> **What you are asked to do**
From the entries, copy out every line in which the word "below" is found.

..........

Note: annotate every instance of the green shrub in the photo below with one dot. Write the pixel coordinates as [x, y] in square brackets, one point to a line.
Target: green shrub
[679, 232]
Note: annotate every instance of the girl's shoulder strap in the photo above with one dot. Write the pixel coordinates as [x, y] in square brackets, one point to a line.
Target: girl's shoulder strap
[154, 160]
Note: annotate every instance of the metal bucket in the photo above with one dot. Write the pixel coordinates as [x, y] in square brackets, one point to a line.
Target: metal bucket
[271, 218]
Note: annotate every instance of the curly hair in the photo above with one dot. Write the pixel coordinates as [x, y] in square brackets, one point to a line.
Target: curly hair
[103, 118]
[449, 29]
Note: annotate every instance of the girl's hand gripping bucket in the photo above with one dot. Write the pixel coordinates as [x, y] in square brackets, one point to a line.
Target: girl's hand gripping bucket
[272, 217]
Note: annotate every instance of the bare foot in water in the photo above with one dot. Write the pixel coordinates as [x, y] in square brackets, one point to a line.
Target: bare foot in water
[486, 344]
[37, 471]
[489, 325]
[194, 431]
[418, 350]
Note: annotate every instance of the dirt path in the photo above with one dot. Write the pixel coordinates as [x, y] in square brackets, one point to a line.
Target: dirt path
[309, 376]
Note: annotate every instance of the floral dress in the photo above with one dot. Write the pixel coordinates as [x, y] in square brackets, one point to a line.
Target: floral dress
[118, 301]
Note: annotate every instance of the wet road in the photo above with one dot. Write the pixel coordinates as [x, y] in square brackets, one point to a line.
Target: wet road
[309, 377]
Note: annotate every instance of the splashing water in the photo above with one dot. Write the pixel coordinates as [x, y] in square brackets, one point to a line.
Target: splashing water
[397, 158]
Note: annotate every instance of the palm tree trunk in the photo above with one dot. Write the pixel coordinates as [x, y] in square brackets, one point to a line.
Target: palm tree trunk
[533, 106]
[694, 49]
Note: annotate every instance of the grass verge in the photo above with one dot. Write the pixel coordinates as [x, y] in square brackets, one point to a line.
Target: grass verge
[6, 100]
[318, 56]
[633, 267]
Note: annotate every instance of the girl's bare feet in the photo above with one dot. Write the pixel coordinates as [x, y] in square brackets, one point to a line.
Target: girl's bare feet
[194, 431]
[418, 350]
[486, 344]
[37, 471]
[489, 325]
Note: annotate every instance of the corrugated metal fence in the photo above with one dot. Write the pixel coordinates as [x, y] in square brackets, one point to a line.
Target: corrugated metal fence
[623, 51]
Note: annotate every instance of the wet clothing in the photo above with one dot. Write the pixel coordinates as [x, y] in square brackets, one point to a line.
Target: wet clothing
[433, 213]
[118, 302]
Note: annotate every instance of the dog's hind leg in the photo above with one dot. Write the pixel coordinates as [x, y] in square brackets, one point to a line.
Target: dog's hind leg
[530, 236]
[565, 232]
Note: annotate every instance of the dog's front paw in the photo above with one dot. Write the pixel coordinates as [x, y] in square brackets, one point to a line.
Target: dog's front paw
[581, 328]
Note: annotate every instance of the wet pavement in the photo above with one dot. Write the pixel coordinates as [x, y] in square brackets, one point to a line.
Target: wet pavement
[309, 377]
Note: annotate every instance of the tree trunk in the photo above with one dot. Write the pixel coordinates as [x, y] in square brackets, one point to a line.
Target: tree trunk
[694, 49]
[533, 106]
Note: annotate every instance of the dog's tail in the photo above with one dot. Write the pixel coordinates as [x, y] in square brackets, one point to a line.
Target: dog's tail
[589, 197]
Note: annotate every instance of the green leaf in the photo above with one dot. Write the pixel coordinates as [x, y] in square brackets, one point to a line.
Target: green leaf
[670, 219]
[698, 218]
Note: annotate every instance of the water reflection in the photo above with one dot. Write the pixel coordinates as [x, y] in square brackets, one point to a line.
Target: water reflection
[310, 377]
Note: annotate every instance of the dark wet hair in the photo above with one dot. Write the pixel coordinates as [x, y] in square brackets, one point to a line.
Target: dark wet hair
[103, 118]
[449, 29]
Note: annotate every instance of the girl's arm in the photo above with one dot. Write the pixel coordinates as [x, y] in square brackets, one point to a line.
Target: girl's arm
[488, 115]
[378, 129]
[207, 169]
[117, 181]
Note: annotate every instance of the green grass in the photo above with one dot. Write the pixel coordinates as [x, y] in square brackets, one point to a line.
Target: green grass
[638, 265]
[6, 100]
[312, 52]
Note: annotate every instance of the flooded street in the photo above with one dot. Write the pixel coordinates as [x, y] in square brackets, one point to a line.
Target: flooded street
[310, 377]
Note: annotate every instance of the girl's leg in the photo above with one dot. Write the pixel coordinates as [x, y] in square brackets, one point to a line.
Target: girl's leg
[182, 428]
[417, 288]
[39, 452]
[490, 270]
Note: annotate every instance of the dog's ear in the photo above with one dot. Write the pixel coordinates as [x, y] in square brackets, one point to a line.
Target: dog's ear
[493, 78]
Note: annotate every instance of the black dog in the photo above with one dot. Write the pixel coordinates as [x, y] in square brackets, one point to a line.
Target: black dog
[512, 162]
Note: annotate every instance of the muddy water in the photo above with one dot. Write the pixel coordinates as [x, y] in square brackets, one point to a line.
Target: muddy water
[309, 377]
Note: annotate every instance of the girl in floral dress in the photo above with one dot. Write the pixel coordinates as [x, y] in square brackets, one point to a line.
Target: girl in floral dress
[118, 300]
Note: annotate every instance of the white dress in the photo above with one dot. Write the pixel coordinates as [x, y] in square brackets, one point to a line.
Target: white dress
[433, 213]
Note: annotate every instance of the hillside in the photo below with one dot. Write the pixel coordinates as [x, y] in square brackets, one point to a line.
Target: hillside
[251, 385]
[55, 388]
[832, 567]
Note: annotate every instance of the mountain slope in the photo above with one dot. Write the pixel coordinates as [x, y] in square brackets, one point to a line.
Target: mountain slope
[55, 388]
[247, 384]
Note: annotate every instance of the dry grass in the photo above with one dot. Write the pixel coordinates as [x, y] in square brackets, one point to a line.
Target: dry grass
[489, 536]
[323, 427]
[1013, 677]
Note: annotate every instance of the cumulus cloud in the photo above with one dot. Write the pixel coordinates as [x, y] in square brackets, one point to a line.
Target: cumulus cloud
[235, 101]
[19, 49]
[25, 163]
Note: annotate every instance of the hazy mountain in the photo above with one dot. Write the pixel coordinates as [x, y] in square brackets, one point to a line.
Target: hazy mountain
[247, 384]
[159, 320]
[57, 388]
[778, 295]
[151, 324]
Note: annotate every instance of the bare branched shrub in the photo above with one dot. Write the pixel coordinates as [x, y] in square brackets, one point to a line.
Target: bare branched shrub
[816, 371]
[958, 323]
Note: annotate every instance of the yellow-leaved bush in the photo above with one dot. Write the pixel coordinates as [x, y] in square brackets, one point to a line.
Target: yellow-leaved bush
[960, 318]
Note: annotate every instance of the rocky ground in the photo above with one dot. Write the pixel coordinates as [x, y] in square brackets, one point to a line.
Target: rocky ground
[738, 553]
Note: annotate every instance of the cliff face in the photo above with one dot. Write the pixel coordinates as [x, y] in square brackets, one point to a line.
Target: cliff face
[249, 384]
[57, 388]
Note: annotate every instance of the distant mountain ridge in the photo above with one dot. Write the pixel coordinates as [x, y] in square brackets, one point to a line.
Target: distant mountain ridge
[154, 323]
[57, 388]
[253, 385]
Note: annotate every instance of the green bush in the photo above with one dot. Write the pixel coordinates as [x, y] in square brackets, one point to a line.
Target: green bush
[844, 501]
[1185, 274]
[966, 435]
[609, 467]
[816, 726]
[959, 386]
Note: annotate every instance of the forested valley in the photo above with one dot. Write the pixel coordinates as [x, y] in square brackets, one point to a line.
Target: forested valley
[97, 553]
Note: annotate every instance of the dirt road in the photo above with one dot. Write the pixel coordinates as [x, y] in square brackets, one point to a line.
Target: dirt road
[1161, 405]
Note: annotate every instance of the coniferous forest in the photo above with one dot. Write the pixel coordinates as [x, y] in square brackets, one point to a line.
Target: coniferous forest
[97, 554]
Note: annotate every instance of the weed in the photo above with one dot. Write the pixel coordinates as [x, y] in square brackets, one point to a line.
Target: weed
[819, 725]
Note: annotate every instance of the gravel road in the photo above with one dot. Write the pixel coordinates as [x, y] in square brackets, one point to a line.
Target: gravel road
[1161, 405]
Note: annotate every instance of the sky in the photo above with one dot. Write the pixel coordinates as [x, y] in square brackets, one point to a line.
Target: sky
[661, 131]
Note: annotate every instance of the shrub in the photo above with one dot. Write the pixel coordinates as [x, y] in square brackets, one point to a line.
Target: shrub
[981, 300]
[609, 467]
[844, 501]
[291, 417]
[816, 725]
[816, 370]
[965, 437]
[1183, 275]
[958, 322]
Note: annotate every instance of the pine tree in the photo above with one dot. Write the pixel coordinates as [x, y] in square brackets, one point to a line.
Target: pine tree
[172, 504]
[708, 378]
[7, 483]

..........

> **Task answer**
Note: annotate every instance of the green shrub in the photo below with one dot. Write the pixel coordinates as [x, y] in square brackets, one point to a line.
Note: annotate every instance of the hillside in the photo below with one dot. Write the pixel coordinates as [x, y] in square brackets, one point to a line.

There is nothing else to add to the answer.